THE PROBLEM: Reproduce the stretch of the listing from the line containing "of the birch" through the end of the listing, swapping "birch" for "aspen" wherever it appears and leaving everything else as it is.

[Pointing and labeling entries]
========

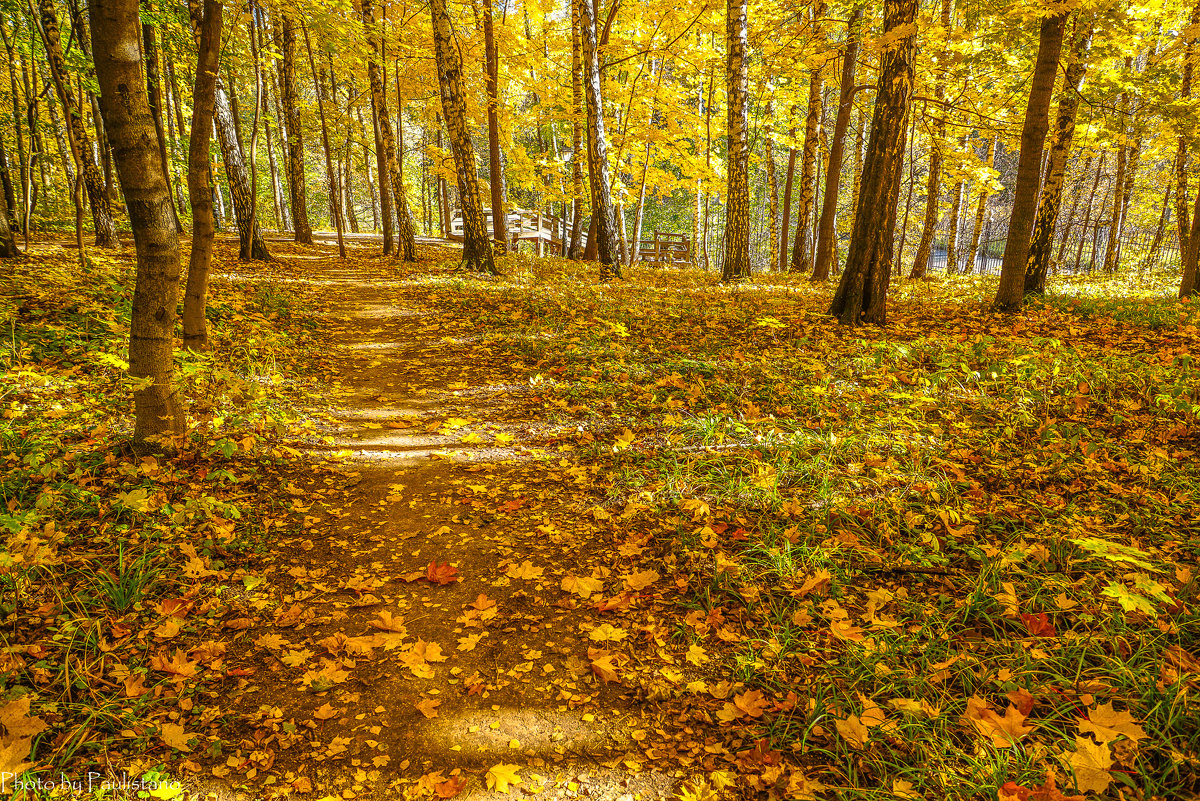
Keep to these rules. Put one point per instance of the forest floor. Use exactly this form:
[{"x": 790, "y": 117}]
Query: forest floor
[{"x": 441, "y": 535}]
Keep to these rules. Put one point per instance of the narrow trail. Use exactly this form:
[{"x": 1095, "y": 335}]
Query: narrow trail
[{"x": 417, "y": 634}]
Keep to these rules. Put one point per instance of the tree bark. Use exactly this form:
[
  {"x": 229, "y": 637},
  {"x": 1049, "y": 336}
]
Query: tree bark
[
  {"x": 607, "y": 247},
  {"x": 406, "y": 235},
  {"x": 1029, "y": 166},
  {"x": 199, "y": 192},
  {"x": 495, "y": 166},
  {"x": 77, "y": 134},
  {"x": 936, "y": 156},
  {"x": 802, "y": 259},
  {"x": 736, "y": 265},
  {"x": 477, "y": 250},
  {"x": 154, "y": 90},
  {"x": 126, "y": 113},
  {"x": 295, "y": 138},
  {"x": 334, "y": 190},
  {"x": 827, "y": 235},
  {"x": 1037, "y": 266},
  {"x": 862, "y": 293}
]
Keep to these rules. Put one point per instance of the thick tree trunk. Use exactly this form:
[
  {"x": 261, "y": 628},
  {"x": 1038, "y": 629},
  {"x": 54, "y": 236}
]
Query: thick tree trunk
[
  {"x": 199, "y": 192},
  {"x": 77, "y": 134},
  {"x": 862, "y": 293},
  {"x": 154, "y": 90},
  {"x": 1037, "y": 266},
  {"x": 1029, "y": 166},
  {"x": 495, "y": 166},
  {"x": 126, "y": 112},
  {"x": 802, "y": 258},
  {"x": 737, "y": 199},
  {"x": 607, "y": 245},
  {"x": 477, "y": 250},
  {"x": 295, "y": 138},
  {"x": 406, "y": 235},
  {"x": 385, "y": 210},
  {"x": 827, "y": 235}
]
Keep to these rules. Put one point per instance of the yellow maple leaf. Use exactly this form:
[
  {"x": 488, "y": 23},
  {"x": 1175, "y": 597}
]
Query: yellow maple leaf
[{"x": 501, "y": 777}]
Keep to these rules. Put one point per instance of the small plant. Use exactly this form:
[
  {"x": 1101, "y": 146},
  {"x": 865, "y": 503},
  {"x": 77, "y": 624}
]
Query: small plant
[{"x": 131, "y": 582}]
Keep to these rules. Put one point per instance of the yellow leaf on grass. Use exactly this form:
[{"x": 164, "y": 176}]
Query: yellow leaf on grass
[
  {"x": 607, "y": 633},
  {"x": 525, "y": 570},
  {"x": 501, "y": 777},
  {"x": 585, "y": 586},
  {"x": 641, "y": 579}
]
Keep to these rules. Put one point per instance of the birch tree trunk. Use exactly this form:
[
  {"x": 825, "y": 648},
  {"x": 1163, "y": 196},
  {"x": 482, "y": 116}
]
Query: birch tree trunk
[{"x": 863, "y": 290}]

========

IN RESPONSE:
Keep to these rules. Put one point per instance of the aspen tree trunk. Use exactly this form:
[
  {"x": 825, "y": 648},
  {"x": 1163, "y": 196},
  {"x": 482, "y": 116}
]
Query: aspen tree trunk
[{"x": 863, "y": 290}]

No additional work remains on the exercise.